## What you have to do
Will you quote all of the entries, word for word?

## Data for the task
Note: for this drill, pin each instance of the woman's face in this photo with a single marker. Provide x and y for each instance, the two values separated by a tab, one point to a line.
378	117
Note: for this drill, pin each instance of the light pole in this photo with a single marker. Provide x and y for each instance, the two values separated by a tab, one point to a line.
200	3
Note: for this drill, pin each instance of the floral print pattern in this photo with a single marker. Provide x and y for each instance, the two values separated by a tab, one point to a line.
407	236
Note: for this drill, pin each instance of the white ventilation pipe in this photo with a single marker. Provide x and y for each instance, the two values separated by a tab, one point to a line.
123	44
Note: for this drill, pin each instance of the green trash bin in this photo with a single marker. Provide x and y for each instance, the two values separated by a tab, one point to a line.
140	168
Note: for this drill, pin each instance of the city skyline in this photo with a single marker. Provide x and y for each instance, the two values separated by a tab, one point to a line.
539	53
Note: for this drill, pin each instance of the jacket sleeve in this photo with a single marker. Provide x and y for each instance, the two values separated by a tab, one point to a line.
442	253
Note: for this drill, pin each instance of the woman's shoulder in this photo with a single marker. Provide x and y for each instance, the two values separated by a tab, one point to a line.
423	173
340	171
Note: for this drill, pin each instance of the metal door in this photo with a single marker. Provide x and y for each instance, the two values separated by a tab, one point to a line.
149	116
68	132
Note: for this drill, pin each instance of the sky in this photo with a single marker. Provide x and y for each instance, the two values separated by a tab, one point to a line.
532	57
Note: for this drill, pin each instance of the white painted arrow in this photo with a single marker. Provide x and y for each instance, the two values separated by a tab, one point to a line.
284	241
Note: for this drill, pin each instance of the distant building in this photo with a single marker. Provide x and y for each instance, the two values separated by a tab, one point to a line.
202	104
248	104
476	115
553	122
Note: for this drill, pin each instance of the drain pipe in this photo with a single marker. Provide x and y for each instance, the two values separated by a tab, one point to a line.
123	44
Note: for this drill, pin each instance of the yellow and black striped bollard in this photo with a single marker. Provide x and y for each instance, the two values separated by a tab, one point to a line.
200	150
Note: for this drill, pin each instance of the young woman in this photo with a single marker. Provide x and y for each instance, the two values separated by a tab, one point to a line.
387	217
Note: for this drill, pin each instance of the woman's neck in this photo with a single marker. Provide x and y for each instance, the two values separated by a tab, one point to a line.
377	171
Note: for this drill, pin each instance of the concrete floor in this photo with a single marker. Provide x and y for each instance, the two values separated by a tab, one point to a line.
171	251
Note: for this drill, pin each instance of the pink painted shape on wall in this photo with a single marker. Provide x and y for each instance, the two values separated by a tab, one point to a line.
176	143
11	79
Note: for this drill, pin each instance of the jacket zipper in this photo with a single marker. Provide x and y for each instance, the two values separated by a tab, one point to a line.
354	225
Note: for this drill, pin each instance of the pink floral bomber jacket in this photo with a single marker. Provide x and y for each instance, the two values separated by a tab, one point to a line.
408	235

## Exercise answer
Note: for this drill, pin each instance of the woman's face in this photo with a single marker. Provide x and y for each instance, the two values separated by a tab, one point to a line.
378	117
Note: for this drill, pin each instance of the light pole in this photo with a single marker. Provide x and y for each instance, the two values separated by a tab, one point to a line.
200	3
Note: for this drill, pin each instance of the floral print pattern in this photo with a single marker. Provide x and y for each instance, the two values separated by a tab, one point to a line.
407	236
Note: for this drill, pin each instance of the white ventilation pipe in this photo with a single marker. Provide x and y for each instance, the two values separated by a tab, one point to a line.
123	44
Note: for this drill, pin each instance of the green trash bin in this photo with a single marker. Provide x and y for each instance, the two values separated by a tab, one point to a line.
140	168
Note: for this drill, pin each instance of the city skyline in this photo with a single marker. Provide x and y for each instance, the two values separated by a tab, one point to a line.
539	53
Note: for this drill, pin each instance of the jacket sleeve in this photo with a single marker. Provide x and y for each instance, the two values separated by a tab, one point to a line.
442	253
Note: for this drill, pin each instance of the woman's shoulder in this photo with a single marker. Provide x and y for each instance, the two values separated by a tab, one point to a line.
423	173
340	171
Note: for this drill, pin each instance of the metal door in this photo with a single marker. Provide x and y for each instance, the two values separated by a tab, one point to a line.
149	116
68	132
Note: for this drill, pin each instance of the sky in this photo with a single marker. Provide x and y for each instance, the two values separated by a tab, one point to a line.
532	57
Note: for this drill, pin each instance of the white painted arrow in this photo with a single marker. Provide x and y for each instance, the two values separated by a tab, one point to a line.
284	241
Note: for this drill, pin each instance of the distant building in this photo with a single marker. Provide x and y for each instance, the two values separated by a tab, one point to a line.
202	104
248	104
476	115
553	122
Note: for this drill, pin each instance of the drain pipe in this photo with a single marker. Provide x and y for each instance, the two values separated by a tab, one point to a line.
123	44
Note: for this drill, pin each instance of the yellow and black striped bollard in this photo with a single marker. Provide x and y for each instance, the two values separated by a tab, one point to a line.
200	150
Note: for this drill, pin each instance of the young woman in this photo with a single marker. Provide x and y for each instance, the two values separated by a tab, one point to a line.
387	217
Note: for this drill, pin each instance of the woman's neck in this photo with a single marker. Provide x and y for each instance, the two values separated by a tab, one point to a line.
377	171
Note: for this drill, pin each instance of the concrete floor in this photo with a single marker. Provide x and y for each instance, the two values separated by a tab, one point to a line.
171	251
Note: for this drill, pin each instance of the pink painted shape on wall in this photo with a single marker. Provide x and y for each instance, the two values separated by a tab, one point to a line.
176	143
11	79
Note: for this drill, pin each instance of the jacket zipper in this photo with a single marker. Provide x and y for each instance, the two values separated by a tab, one point to a line.
354	225
Note: for this drill, pin each instance of the pink floral bomber jacket in this photo with a single marker. Provide x and y for each instance, the two values separated by a tab, one point to a line.
408	235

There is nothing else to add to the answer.